(Image object location entries)
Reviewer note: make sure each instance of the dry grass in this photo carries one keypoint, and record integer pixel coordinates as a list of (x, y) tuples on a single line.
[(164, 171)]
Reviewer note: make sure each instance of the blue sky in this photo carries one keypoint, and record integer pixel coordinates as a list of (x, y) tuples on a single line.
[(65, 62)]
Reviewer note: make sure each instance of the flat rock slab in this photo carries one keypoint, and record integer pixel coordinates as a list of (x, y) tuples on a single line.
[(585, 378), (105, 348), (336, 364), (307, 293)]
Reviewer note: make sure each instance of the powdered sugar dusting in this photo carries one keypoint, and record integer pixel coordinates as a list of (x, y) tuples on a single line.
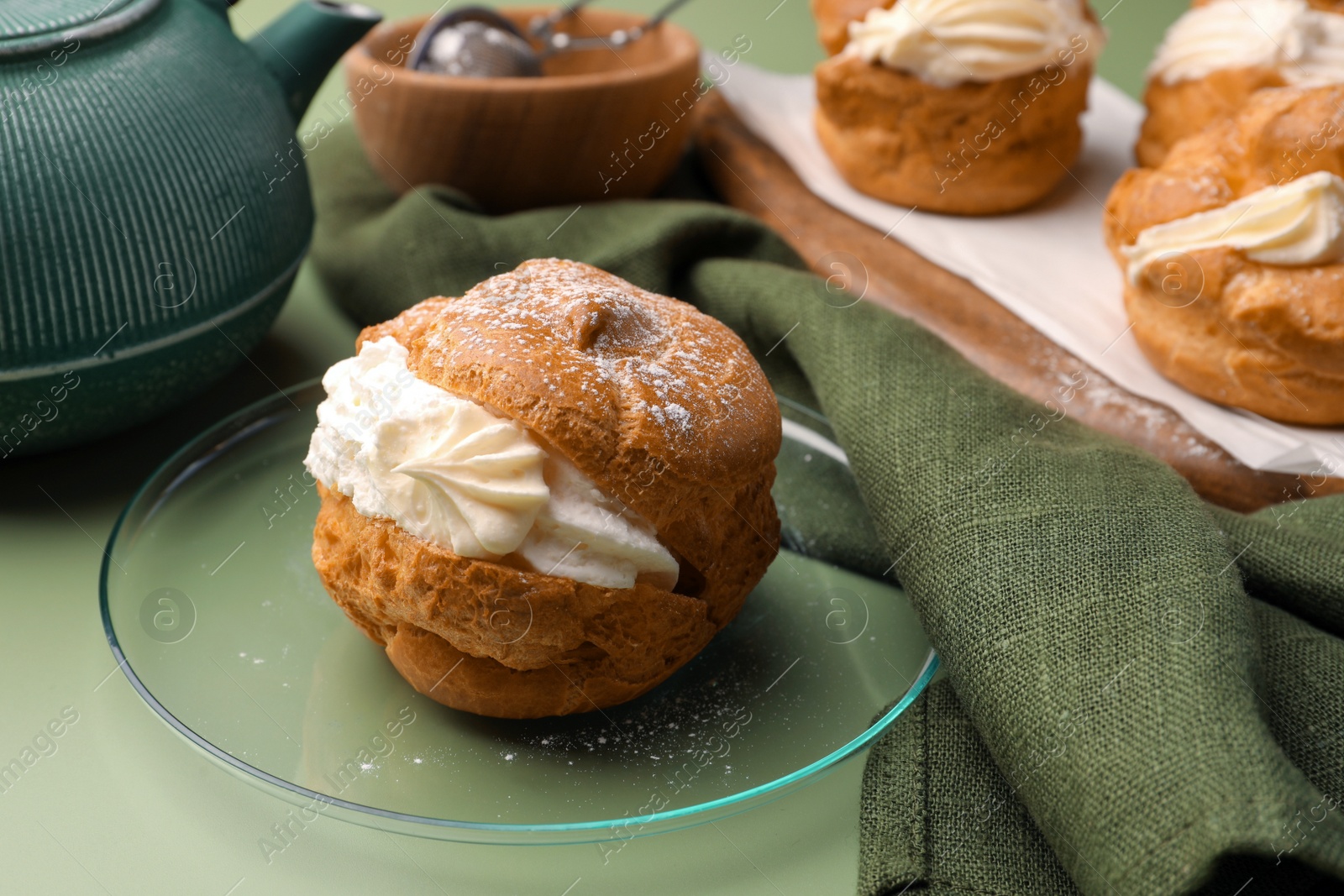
[(660, 359)]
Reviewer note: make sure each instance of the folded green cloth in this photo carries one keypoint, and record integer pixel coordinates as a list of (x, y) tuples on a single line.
[(1144, 694)]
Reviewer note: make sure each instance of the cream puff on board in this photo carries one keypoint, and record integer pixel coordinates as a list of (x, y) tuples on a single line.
[(1234, 265), (960, 107), (1222, 51)]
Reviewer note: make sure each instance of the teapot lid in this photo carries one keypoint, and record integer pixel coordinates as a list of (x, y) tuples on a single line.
[(34, 27)]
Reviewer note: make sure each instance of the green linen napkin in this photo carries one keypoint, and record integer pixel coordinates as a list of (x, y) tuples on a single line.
[(1142, 692)]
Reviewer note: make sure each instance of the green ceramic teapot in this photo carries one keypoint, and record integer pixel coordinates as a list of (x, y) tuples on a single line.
[(154, 208)]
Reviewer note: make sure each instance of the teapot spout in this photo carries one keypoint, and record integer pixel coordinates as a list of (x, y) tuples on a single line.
[(302, 46)]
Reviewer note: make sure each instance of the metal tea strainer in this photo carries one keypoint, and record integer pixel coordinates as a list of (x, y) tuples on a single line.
[(476, 42)]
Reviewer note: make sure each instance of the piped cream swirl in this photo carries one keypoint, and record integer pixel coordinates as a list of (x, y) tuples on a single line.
[(951, 42), (452, 472), (1294, 224), (1303, 45)]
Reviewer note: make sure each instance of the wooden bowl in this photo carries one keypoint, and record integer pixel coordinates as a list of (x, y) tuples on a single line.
[(600, 123)]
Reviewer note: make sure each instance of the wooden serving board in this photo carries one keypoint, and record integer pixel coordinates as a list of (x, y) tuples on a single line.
[(752, 176)]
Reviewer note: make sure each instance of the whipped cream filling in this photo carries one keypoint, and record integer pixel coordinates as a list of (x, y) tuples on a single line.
[(1299, 223), (1304, 45), (949, 42), (452, 472)]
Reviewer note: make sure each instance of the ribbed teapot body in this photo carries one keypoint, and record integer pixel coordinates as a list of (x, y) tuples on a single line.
[(155, 210)]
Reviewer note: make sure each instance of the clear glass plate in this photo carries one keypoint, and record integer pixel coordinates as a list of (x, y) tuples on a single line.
[(217, 616)]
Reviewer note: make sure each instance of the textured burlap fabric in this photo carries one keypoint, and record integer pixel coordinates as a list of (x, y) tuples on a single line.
[(1142, 694)]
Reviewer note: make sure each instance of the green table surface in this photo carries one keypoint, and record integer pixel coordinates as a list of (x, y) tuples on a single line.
[(125, 806)]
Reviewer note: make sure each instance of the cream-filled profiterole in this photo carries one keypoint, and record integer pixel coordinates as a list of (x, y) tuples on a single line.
[(1222, 51), (963, 107), (555, 486), (1234, 266)]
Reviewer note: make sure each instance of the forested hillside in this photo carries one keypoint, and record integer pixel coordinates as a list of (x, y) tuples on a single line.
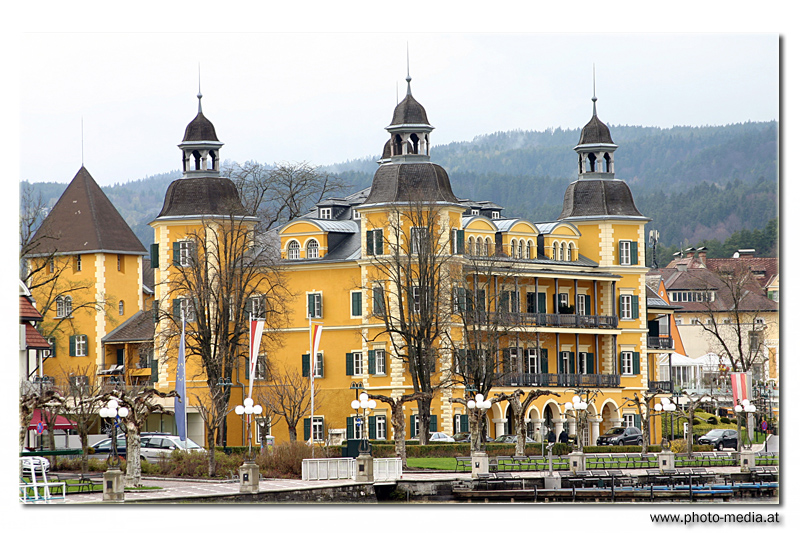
[(696, 183)]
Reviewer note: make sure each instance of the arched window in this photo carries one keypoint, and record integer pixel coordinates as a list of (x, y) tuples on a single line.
[(293, 250), (312, 249)]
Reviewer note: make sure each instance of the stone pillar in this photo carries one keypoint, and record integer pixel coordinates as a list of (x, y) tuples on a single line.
[(666, 460), (747, 460), (577, 462), (480, 463), (113, 485), (364, 468), (248, 478)]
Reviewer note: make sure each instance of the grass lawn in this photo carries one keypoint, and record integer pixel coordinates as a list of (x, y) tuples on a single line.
[(434, 463)]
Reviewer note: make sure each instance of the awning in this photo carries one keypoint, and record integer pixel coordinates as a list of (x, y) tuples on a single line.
[(61, 422)]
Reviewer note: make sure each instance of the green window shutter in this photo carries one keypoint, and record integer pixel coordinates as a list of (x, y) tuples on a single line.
[(153, 370), (154, 255), (378, 242), (370, 242)]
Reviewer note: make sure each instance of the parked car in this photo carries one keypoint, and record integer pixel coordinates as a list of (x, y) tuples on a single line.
[(35, 464), (154, 445), (620, 437), (438, 436), (512, 439), (720, 438)]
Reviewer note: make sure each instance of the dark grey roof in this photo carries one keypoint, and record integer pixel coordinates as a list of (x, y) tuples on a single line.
[(138, 328), (598, 198), (200, 129), (595, 132), (202, 196), (410, 182), (85, 220), (409, 111)]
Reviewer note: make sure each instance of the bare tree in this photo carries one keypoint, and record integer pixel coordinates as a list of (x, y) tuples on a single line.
[(141, 403), (398, 419), (288, 397), (226, 278), (518, 410), (282, 192), (734, 313), (415, 278), (83, 401)]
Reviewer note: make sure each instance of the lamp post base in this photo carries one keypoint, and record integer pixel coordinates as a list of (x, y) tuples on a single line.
[(248, 478), (113, 485)]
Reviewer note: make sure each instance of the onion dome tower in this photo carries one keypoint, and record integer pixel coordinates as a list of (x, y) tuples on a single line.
[(597, 193), (406, 173)]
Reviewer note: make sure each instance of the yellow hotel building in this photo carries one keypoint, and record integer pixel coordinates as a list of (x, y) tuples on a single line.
[(570, 294)]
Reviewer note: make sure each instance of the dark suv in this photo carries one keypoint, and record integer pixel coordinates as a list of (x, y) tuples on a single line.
[(719, 438), (620, 437)]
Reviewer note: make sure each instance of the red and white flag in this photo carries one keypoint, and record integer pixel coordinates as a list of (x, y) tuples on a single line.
[(256, 331), (741, 383)]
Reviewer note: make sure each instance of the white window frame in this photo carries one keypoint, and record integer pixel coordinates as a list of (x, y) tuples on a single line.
[(312, 249), (64, 307), (626, 307), (625, 253), (81, 345), (358, 364), (380, 361), (293, 250), (317, 311), (626, 363)]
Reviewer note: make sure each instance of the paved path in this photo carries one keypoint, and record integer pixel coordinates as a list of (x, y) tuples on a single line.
[(172, 489)]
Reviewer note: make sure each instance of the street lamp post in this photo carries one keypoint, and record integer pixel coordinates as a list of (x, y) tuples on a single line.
[(479, 459), (113, 484)]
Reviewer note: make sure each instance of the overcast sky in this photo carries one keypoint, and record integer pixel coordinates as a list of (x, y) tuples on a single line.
[(325, 98)]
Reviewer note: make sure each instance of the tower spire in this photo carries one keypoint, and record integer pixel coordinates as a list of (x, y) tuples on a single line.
[(199, 92), (408, 72)]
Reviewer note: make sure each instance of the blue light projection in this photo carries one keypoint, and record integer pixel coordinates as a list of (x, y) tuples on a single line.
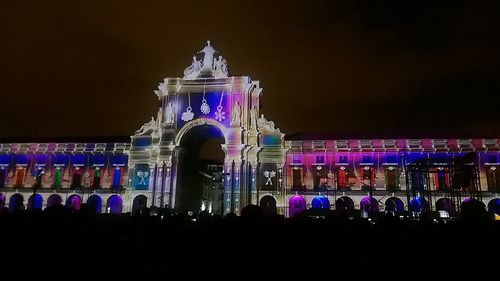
[(213, 99), (320, 202), (141, 177), (95, 202), (419, 204)]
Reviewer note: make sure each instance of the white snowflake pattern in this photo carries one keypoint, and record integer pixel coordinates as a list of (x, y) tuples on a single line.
[(205, 108), (187, 115), (220, 115), (269, 175)]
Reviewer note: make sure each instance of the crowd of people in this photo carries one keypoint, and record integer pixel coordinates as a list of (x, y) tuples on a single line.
[(160, 242)]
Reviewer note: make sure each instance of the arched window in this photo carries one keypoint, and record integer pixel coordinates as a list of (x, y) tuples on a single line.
[(297, 204), (74, 202), (320, 202), (344, 203), (35, 202), (268, 205), (395, 205), (54, 200), (140, 204), (114, 204), (95, 203), (16, 202), (369, 204)]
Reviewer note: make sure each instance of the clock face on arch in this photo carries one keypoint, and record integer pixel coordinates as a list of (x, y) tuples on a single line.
[(211, 105)]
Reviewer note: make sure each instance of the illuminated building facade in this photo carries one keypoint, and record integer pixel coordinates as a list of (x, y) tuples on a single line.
[(260, 167)]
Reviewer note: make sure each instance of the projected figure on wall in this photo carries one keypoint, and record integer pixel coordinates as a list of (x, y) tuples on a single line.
[(209, 56), (235, 114), (169, 113)]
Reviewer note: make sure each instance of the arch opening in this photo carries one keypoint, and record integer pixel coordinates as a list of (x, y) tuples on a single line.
[(199, 180)]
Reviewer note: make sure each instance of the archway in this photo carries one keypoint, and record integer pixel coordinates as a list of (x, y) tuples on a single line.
[(320, 202), (16, 202), (445, 204), (95, 203), (268, 205), (200, 160), (35, 202), (114, 205), (297, 204), (419, 205), (344, 203), (74, 202), (494, 206), (54, 200), (2, 200), (369, 204), (139, 205), (395, 205)]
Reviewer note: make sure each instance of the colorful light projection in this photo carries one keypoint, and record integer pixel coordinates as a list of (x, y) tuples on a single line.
[(320, 202), (344, 203), (114, 204), (54, 200), (395, 205), (95, 203), (141, 176), (74, 202), (369, 204), (419, 205), (297, 204), (35, 202), (210, 105), (445, 204)]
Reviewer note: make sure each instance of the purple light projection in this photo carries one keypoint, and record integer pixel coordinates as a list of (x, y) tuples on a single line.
[(297, 205)]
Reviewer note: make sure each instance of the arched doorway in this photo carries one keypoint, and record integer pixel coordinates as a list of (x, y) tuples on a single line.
[(297, 204), (268, 205), (16, 202), (95, 203), (74, 202), (2, 200), (114, 205), (419, 205), (494, 206), (139, 205), (54, 200), (445, 204), (369, 204), (320, 202), (35, 202), (394, 205), (344, 203), (200, 162)]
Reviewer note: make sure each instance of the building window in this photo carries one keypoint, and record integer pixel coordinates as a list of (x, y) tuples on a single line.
[(342, 178), (392, 178), (320, 178), (320, 159), (367, 178), (493, 178), (442, 179), (343, 159), (297, 172), (297, 159), (366, 159)]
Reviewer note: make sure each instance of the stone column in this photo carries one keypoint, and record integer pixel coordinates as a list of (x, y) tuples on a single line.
[(236, 196), (228, 184)]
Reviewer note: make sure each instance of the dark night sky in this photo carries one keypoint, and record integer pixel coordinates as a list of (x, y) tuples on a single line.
[(375, 68)]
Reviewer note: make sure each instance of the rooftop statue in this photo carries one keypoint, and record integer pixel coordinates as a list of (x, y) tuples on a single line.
[(266, 126), (209, 56), (208, 66), (193, 70), (149, 126)]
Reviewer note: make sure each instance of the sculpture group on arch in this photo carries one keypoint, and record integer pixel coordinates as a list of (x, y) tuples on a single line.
[(261, 166)]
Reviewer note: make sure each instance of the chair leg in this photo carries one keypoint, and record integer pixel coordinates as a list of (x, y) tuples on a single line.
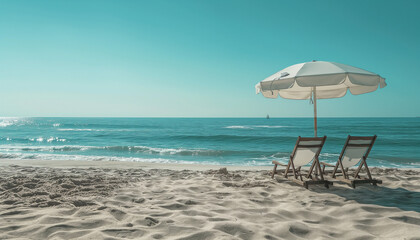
[(274, 170), (335, 169)]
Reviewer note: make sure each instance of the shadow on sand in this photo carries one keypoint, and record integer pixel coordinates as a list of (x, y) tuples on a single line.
[(378, 195)]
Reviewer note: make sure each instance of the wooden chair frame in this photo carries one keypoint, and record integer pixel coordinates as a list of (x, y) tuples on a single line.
[(297, 172), (356, 177)]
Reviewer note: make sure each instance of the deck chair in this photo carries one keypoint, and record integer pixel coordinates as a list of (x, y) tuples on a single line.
[(355, 151), (306, 150)]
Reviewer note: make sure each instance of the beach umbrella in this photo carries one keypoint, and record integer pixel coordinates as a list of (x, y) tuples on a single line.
[(319, 80)]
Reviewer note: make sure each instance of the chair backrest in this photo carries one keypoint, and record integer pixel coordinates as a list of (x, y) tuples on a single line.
[(355, 149), (306, 149)]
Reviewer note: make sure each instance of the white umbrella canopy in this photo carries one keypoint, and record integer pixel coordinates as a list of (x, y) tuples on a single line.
[(319, 80)]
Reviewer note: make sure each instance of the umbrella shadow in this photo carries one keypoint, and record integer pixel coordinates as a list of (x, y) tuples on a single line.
[(378, 195)]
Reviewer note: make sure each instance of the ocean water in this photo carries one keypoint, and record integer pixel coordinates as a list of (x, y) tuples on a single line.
[(224, 141)]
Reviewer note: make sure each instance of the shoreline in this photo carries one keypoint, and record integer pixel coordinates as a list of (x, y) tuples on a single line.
[(146, 165), (131, 200)]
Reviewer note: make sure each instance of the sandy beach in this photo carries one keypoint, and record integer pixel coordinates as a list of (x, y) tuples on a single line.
[(123, 200)]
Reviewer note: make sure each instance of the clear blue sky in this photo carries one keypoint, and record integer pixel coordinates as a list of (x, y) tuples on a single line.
[(200, 58)]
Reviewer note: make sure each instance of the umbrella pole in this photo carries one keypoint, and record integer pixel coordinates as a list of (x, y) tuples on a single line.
[(315, 120)]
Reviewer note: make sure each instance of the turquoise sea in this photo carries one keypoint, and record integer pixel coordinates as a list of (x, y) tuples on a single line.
[(227, 141)]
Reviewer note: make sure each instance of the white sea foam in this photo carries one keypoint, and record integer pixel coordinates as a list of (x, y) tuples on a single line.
[(254, 126), (238, 127), (79, 129)]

_WORK REQUIRED:_ Reproduce every line of the listing from its beginning through the line containing "[(154, 208)]", inclusive. Multiply each x and y coordinate in the answers by 1.9, round to whole numbers with halves going up, and leave the pictures out.

_TASK ANSWER:_
Reviewer note: make sure each instance of the dry grass in this photo carries one keypoint, and record integer pixel coordinates as a list of (x, y) tuples on a single line.
[(312, 325)]
Reviewer note: make sure each instance of the blue sky in this photo carries one keypoint, and record integer pixel coordinates as a list of (x, y) tuples on a single line.
[(124, 118)]
Reviewer note: make sure each instance of the flat rock slab in this photo carries one keypoint, and record integer pixel coordinates as a list of (x, y) tuples on a single line.
[(1112, 718), (200, 661), (638, 692), (583, 557)]
Reviewer note: make sure each instance of the powdered sugar dusting in this photo carries one keypoint, and record integer pixel coordinates as a list of (x, y) tuples on a single line.
[(1254, 682)]
Reviewer note: make sure each instance of the folded green cloth in this photo carries one keypoint, and record integer pixel coordinates as a list of (x, y) tuples on a single line.
[(2174, 1319)]
Reviewer note: make sure each instance of the cream puff on board in this photo carries one keypoint, and record integer pixel coordinates as a list of (x, y) tuples on a single line.
[(2345, 504), (1824, 203), (2322, 97)]
Reviewer note: make sure each instance of the teapot lid in this photo carries one keypoint, and record integer pixel coordinates as a list of (x, y) tuples on a single line.
[(65, 51)]
Reviewer note: make sure each instance of the green linen napkin in this photo carries one keypoint, and record integer pixel coordinates as a list of (x, y) tuples on a single line.
[(2170, 1315)]
Reviewer note: make sure each instance of the green ceramic teapot in this photo carries one keypoint, and record integer pixel coordinates as a list of (x, y) tuples on a single line.
[(293, 395)]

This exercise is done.